→ Given records:
########
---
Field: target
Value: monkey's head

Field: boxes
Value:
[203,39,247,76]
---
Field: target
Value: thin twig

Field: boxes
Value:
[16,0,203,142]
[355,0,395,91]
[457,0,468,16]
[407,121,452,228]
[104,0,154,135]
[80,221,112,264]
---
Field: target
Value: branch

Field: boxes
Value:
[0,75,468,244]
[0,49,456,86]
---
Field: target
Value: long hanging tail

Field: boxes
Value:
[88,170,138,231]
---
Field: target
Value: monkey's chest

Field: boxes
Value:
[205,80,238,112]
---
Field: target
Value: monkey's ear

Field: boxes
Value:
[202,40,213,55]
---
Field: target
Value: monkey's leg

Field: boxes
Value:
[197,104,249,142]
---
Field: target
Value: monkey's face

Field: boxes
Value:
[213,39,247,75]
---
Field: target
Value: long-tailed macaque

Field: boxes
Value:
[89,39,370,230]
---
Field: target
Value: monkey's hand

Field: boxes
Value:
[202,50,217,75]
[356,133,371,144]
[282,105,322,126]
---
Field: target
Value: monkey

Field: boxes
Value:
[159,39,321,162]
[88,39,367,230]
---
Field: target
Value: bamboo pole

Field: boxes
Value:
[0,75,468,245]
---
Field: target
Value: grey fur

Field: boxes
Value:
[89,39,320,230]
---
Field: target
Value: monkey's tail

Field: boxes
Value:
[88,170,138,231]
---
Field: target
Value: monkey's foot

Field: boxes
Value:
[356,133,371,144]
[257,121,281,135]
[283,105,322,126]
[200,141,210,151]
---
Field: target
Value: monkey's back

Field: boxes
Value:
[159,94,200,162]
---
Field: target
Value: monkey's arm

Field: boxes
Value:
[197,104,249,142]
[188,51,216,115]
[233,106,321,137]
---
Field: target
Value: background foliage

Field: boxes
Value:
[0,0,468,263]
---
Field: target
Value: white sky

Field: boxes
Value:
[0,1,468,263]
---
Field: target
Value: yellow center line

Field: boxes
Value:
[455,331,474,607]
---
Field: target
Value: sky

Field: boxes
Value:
########
→ Exercise:
Collect every line in the rows above that contains the string "long", treating uppercase and lowercase letters as different.

→ Right answer:
Value: long hanging tail
Value: long-tailed macaque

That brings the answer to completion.